Extracted entries:
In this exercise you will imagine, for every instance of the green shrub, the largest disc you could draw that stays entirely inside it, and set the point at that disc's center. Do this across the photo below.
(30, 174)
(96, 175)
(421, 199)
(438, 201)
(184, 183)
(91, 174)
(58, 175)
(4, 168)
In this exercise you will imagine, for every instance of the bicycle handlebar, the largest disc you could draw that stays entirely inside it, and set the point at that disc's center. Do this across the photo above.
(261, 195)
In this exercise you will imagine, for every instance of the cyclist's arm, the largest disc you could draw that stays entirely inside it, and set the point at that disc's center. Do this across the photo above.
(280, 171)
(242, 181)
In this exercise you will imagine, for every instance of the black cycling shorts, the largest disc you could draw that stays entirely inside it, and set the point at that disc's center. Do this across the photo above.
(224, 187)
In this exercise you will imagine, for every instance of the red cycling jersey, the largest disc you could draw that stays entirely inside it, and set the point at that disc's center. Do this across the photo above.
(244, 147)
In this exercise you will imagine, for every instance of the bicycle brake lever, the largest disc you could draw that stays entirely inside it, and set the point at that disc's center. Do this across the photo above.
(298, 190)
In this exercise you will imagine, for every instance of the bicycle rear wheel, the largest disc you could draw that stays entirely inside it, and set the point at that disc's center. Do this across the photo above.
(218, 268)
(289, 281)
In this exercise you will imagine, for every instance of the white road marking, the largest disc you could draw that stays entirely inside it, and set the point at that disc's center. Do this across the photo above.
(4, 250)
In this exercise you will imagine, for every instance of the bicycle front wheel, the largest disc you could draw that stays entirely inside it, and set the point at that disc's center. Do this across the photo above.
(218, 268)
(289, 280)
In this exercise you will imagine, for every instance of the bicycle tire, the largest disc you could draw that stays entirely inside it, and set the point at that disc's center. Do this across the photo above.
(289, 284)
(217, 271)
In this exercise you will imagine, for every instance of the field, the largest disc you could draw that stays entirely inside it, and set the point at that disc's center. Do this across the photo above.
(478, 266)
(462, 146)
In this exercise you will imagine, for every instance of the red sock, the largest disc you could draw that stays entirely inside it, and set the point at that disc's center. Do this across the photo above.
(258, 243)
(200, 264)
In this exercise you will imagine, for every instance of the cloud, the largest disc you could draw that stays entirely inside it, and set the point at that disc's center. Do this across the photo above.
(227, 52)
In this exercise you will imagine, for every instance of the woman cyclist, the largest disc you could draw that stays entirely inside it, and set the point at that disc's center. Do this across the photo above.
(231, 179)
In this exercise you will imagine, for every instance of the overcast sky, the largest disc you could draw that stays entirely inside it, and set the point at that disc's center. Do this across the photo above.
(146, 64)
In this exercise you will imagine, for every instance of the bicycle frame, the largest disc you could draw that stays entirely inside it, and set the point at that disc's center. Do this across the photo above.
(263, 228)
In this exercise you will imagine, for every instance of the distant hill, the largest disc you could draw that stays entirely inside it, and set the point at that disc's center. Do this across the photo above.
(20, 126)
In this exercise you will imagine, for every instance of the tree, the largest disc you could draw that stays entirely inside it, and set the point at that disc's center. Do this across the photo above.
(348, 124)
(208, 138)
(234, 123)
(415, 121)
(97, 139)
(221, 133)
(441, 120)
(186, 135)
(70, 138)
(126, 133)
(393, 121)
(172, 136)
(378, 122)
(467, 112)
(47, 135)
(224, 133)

What you need to do:
Please convert the lines above into a two-column CSV with the headers text and points. Give one row for each line and the coordinates that follow it, with each field quoted and any line breaks turned into spaces.

Exercise answer:
text,points
"In this exercise you will imagine, for every instance of the green shrub, the largest disc you could draw that stays entirely inside it, and set the point at that disc's center. Do this across the photo below.","(30, 174) (96, 175) (421, 199) (438, 201) (184, 183) (91, 174) (58, 175) (4, 168)"
"In this exercise you will imagine, for every instance of the bicycle handlebar, the largest disc you could draw that stays entirely inside it, and set the point at that disc's center. Do this across the photo above.","(261, 195)"
"In this exercise you will imagine, for every instance of the cyclist's arm, the largest disc you could draw that stays entirely inside it, and set the point at that disc's center. Do this across the photo above.","(280, 171) (242, 181)"
"In this exercise you will imagine, for every instance of the black cycling shorts, the largest disc you could draw that stays entirely inside it, and set the point at that disc's center. Do this across the photo above.","(224, 187)"
"In this exercise you will imagine, for every instance of the red cycling jersey, the largest disc you could draw that stays entirely inside it, and set the point at that disc's center. Do this across the photo above.","(244, 147)"
"In this exercise you will imagine, for every instance of the bicycle brake lever, the largest disc you could draw that stays entirely inside it, and set the point at that disc's center. Do this across the photo above.","(298, 190)"
"In this exercise you will imagine, for every instance of the bicycle rear wheel, the largest disc you could draw that stays entirely inside it, and set the point at that disc's center. Do this across the photo above.","(218, 268) (289, 281)"
"In this exercise you will imagine, for every instance of the white road marking, the largest disc you could draw that stays entirely inside it, and set the point at that disc's center. Do this across the photo above.","(4, 250)"
"In this exercise you will imagine, for every instance of the bicycle front wheel, the largest disc you could draw that stays entirely inside it, and set the point at that disc's center. Do this across the photo above.","(218, 268) (289, 280)"
"In this exercise you will imagine, for every instance of the bicycle tire, the largest disc you could draw that stays entirely inside it, and set the point at that disc's center. Do this across the photo above.","(289, 284) (217, 271)"
"In this exercise you will imagine, for every instance of the field, the largest disc you could draw that stays entirely inside it, and set the point at that disc's center. Do this across the photo above.","(478, 266) (462, 146)"
"In this exercise you will imagine, for every instance of the red sock, the largest disc you could draw that stays entirely inside it, and set the point at that disc's center. Do this across the photo above.","(258, 243) (200, 264)"
"In this exercise you will imagine, for every instance of the cloud, the largest disc you could draw that stays entirely inside it, and set the point at that disc's center. Do this across the photo above.","(227, 52)"
"In this exercise you will imagine, for every instance of the woman cyclist, the largest disc you could draw that stays entirely inside it, and set the point at that disc's center. Do this across the photo above.","(231, 179)"
"In this exercise you will imagine, for every instance of the overcast sky, the largest disc you could draw that stays entirely inside it, and set the point at that disc's center. Do this across the photo above.","(146, 64)"
"In this exercise you will imagine, for every instance of the bicycle frame, the largest disc you could draw that stays entirely inside it, and set the point at that disc's center. Do this across the photo above.","(263, 228)"
"In this exercise you will imagine, for every instance of the distant hill, the largest disc you could draw that stays entirely inside it, and set the point at that disc's center. Do this across the photo above.","(20, 126)"
"In this exercise you will imagine, for every instance of the tree, the largest disc you could draw that stays entirely inside it, and set the point at that disc's center. Do this across the photo above.","(348, 124) (208, 138) (234, 123) (415, 121) (97, 139) (221, 133) (441, 120) (186, 135) (70, 138) (126, 133) (393, 121) (172, 136) (378, 122) (467, 112) (47, 135) (224, 133)"